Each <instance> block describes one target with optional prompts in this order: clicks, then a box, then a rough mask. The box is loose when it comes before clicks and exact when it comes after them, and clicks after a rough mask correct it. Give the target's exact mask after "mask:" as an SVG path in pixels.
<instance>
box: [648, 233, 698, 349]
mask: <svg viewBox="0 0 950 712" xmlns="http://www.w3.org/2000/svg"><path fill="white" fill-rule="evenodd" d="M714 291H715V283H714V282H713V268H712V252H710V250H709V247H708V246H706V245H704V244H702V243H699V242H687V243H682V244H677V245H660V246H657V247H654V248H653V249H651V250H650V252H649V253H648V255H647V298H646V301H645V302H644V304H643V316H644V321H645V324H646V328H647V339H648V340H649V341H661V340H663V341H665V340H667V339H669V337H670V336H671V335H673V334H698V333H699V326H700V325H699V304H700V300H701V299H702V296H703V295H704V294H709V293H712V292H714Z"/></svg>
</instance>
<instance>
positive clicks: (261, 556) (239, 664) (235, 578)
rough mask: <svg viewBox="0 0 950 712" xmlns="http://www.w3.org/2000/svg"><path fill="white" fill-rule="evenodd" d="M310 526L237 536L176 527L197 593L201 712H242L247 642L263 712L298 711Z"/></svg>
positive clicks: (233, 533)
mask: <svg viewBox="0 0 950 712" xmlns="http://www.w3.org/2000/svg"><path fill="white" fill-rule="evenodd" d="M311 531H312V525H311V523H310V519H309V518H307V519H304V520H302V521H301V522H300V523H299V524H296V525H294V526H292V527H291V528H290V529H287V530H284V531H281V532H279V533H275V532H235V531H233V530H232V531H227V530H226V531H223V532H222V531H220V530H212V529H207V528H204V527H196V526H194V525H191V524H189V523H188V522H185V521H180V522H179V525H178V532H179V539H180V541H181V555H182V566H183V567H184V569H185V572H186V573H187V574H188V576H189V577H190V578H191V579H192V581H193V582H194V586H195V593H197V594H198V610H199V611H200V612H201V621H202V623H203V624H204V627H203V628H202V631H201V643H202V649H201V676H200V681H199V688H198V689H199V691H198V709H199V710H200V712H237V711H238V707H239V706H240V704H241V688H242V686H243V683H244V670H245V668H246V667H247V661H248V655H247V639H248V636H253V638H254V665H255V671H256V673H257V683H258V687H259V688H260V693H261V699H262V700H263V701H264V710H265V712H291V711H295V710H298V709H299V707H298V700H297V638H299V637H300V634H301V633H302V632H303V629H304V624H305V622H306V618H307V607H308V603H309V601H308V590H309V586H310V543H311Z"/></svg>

Activity -> Across the listing above, count every line containing the string "instance" and give the result with no comment.

Output of the task -> 4